** PROVIDED DATA follows **
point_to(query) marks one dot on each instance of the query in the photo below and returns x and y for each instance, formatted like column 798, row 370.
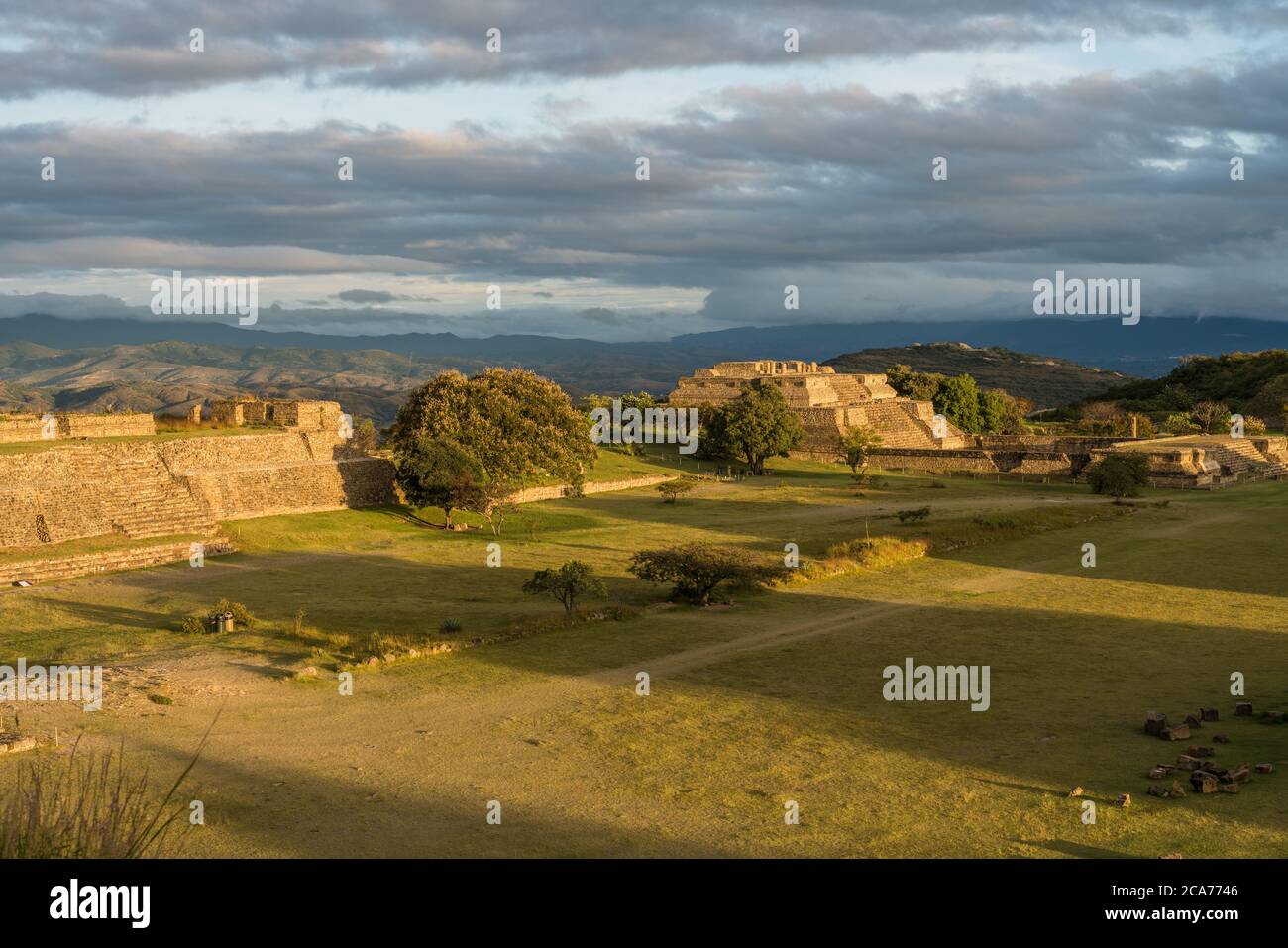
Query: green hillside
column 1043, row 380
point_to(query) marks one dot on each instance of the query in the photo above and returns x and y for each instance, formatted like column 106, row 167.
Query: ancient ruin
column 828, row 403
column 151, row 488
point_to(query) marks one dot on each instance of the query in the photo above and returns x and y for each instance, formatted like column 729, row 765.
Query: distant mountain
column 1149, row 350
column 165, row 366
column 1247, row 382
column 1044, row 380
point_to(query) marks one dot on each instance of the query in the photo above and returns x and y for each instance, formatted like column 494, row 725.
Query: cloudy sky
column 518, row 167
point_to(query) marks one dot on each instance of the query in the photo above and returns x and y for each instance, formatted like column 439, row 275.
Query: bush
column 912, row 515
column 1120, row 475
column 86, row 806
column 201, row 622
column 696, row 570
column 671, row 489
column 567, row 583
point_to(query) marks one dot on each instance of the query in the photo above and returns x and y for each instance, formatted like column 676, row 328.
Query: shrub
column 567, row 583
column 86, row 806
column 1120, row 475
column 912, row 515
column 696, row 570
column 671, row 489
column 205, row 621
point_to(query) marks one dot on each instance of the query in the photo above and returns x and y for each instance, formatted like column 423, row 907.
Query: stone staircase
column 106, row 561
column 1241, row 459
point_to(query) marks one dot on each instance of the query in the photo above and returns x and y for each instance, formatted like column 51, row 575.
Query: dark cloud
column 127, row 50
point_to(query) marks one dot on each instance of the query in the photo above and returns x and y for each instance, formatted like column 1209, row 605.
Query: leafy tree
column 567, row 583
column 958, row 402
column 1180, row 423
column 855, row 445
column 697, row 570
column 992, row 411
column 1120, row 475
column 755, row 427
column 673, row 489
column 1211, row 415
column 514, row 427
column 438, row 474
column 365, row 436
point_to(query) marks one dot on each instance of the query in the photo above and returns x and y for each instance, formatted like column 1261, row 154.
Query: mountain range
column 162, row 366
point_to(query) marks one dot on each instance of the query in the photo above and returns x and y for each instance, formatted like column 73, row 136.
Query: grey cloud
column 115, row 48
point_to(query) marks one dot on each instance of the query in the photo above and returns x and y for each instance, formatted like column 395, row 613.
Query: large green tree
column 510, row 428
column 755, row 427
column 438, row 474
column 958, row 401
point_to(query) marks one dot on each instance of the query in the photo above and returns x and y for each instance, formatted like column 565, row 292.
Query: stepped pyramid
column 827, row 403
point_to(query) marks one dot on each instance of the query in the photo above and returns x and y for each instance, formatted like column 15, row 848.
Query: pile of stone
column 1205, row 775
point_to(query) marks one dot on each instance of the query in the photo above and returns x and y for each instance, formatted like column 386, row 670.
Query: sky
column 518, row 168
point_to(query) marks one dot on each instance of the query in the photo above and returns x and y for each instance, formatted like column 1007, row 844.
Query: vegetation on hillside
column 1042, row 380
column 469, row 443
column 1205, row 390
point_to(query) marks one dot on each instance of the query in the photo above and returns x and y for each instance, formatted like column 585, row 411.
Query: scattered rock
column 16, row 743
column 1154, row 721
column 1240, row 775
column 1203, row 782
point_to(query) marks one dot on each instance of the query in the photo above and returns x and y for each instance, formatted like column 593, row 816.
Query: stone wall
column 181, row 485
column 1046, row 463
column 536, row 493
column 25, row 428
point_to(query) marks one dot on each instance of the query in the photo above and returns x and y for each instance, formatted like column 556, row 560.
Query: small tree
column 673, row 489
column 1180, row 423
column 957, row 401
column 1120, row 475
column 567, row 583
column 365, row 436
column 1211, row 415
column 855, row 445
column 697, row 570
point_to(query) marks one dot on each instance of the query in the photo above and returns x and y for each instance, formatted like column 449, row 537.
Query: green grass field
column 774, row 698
** End of PROVIDED DATA **
** PROVIDED DATA follows **
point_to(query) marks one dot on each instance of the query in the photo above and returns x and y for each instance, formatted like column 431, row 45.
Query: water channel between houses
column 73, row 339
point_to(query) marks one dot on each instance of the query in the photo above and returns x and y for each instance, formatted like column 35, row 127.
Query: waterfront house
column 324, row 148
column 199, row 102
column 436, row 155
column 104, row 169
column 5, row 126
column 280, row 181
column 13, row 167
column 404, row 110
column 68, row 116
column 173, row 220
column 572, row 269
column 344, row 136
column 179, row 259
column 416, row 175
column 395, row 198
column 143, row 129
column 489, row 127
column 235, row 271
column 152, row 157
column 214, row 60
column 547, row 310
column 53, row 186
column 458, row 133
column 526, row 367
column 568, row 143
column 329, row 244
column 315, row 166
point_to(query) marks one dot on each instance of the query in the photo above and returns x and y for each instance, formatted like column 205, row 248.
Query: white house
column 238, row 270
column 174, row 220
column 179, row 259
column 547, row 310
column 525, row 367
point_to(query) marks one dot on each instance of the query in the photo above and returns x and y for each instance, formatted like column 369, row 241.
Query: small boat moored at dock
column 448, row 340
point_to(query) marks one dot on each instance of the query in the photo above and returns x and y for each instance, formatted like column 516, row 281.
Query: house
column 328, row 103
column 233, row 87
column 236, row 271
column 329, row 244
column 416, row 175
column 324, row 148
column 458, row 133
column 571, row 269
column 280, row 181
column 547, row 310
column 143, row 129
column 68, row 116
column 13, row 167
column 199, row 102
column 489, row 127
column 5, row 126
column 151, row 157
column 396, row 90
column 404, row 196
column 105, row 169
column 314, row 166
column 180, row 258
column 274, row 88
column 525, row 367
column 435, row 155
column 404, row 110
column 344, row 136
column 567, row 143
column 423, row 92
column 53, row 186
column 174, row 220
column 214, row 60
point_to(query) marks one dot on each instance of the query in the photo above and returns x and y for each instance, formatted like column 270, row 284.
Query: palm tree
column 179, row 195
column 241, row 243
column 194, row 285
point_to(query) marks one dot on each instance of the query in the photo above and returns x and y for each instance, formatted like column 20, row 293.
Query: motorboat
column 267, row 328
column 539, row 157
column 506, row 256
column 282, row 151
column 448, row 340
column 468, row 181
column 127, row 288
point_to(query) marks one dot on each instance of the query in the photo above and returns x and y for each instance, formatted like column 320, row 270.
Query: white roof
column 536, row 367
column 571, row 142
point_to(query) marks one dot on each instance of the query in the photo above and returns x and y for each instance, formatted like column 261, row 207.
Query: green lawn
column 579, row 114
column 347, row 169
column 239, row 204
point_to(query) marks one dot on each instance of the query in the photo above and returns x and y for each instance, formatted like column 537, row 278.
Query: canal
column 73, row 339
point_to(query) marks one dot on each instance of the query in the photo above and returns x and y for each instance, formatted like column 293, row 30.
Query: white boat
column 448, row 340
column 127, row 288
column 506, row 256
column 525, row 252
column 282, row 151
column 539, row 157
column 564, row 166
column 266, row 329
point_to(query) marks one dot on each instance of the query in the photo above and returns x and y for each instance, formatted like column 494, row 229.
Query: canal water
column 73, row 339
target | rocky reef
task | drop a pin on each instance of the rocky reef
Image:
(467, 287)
** End of PROVIDED DATA **
YOUR ASSIGNMENT:
Reproduce each line from the data that has "rocky" in it.

YOUR SOLUTION:
target | rocky reef
task | drop a pin on each instance of the rocky reef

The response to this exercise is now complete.